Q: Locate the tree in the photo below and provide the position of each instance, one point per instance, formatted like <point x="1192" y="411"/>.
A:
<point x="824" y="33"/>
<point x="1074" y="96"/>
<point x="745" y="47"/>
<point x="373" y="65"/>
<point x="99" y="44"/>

────────

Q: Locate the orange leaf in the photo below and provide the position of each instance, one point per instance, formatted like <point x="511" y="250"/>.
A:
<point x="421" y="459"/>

────────

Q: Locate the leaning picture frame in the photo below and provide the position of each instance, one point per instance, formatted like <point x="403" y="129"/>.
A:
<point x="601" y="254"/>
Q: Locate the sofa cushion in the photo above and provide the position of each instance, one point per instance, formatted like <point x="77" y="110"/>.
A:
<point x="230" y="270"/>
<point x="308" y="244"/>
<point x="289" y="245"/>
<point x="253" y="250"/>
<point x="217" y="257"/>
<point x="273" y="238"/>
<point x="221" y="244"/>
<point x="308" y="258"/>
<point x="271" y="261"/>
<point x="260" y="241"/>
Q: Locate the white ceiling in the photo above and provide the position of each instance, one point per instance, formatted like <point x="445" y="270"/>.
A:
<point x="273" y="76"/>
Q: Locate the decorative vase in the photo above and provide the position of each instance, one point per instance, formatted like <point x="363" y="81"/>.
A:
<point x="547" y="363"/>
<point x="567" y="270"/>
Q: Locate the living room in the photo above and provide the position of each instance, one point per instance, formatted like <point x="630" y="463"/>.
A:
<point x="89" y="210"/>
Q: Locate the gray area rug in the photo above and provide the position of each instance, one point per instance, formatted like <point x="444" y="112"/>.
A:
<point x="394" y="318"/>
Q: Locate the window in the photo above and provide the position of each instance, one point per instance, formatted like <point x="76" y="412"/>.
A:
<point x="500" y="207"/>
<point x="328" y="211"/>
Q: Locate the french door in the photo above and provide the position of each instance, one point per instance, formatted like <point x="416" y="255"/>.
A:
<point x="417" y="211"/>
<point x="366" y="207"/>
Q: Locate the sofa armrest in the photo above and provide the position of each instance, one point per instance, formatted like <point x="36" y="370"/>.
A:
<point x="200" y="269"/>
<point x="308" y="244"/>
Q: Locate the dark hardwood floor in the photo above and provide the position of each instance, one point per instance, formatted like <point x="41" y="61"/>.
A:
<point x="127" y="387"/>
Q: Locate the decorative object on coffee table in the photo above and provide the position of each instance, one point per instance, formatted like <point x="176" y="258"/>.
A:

────────

▶ Task brief
Collect every line in the records that contains the string "above", copying each such line in full. Case counts.

▶ Written solution
Q: Locate the sofa cushion in the photo above and provide the position of each instance, one point per instance, formatted like <point x="77" y="110"/>.
Q: Locate the white ceiling in the photo above and provide the position of each instance, one point per instance, formatted like <point x="445" y="270"/>.
Q: Locate the decorative vase in the photo above and provide the position of each instance, one point per instance, formatted like <point x="363" y="81"/>.
Q: Locate the living room in the photo above and provide the position of each instance, one point per instance, formatted like <point x="630" y="463"/>.
Q: Locate the gray area rug in the photo above and provide the position of each instance, one point per instance, formatted like <point x="444" y="112"/>.
Q: Locate the window in the photo above and provide the position of each instance, one point per instance, formatted like <point x="76" y="412"/>.
Q: Locate the french door in the photo above and provide the position of each instance, one point per instance, formatted like <point x="416" y="255"/>.
Q: Locate the sofa armrest in the photo above and provide the position of each instance, one point per instance, formatted like <point x="36" y="370"/>.
Q: Locate the dark hardwood floor in the photo above and provide the position of each instance, one point per instance, formatted like <point x="41" y="61"/>.
Q: Locate the decorative object on coffee table in the photo above and provide the position of each instance, one point per instance, formatted like <point x="176" y="258"/>.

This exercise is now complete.